Pointing dataset entries:

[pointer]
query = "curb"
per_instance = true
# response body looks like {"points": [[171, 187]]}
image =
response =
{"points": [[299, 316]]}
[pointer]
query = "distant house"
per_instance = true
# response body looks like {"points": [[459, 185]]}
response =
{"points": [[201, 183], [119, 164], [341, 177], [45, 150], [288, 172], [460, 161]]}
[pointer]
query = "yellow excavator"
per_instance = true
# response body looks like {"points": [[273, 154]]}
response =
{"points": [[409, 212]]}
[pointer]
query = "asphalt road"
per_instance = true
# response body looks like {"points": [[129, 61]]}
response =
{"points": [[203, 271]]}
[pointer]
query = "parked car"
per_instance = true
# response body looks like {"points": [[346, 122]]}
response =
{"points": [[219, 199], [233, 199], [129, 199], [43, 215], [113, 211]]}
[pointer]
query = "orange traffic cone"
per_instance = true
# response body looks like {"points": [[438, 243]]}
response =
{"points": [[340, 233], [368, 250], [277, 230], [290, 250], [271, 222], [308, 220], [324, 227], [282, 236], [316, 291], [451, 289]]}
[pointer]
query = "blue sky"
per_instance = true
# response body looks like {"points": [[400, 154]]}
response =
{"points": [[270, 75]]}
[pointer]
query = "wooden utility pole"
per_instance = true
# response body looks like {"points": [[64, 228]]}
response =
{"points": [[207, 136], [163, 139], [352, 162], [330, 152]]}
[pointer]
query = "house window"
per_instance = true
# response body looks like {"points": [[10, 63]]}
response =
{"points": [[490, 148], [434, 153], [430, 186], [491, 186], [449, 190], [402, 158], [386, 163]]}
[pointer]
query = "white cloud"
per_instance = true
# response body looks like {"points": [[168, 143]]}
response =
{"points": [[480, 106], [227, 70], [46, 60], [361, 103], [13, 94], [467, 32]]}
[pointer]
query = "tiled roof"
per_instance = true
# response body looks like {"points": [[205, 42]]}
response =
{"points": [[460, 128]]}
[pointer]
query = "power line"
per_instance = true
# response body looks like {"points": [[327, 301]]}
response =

## PROBLEM
Write out all of the entries above again, requests included, with each point coordinate in the responses scaled by 1.55 and rounded to the nearest whole number, halves rounding up. Leave the request text and the sample formats in the comment lines as they are.

## THE ANSWER
[pointer]
query = "curb"
per_instance = true
# response body looks like {"points": [[171, 187]]}
image =
response =
{"points": [[463, 490]]}
[pointer]
query = "distant house"
per_instance = true
# response body looks like {"points": [[459, 185]]}
response =
{"points": [[312, 284], [184, 254], [529, 274], [70, 233], [446, 267], [713, 250]]}
[pointer]
query = "yellow excavator"
per_instance = true
# response body looks like {"points": [[273, 154]]}
response =
{"points": [[634, 329]]}
[pointer]
query = "asphalt road"
per_instance = true
# response body looks like {"points": [[129, 61]]}
response =
{"points": [[315, 420]]}
[pointer]
query = "parked car"
per_instance = true
# response body looks like {"points": [[346, 122]]}
response =
{"points": [[339, 308], [361, 308], [200, 308], [67, 333], [175, 327]]}
[pointer]
query = "orange traffic cone"
per_instance = true
# response body looks like {"points": [[438, 243]]}
response =
{"points": [[527, 361], [570, 388], [429, 357], [450, 388], [420, 344], [477, 341], [502, 352], [437, 366], [490, 451], [699, 448]]}
[pointer]
query = "blue sky"
per_instance = true
# response body looks like {"points": [[400, 154]]}
response =
{"points": [[419, 116]]}
[pointer]
query = "wooden utility pole"
per_instance = true
# response body looks like {"points": [[64, 228]]}
response =
{"points": [[321, 211], [253, 215], [546, 251], [512, 236]]}
[pointer]
query = "house window"
per_instance = true
# response body looks like {"points": [[10, 63]]}
response =
{"points": [[760, 229], [673, 237], [667, 288], [761, 288], [696, 295], [623, 245], [598, 253]]}
[pointer]
query = "white cloud"
per_instance = true
# response body looks like {"points": [[168, 143]]}
response =
{"points": [[744, 164], [352, 109], [71, 93], [560, 160], [20, 146], [724, 50]]}
[pointer]
query = "tiled roof"
per_instance = true
# response body looks like {"points": [[205, 42]]}
response =
{"points": [[713, 198]]}
[pointer]
query = "power line"
per_instance = true
# response body looks like {"points": [[327, 301]]}
response =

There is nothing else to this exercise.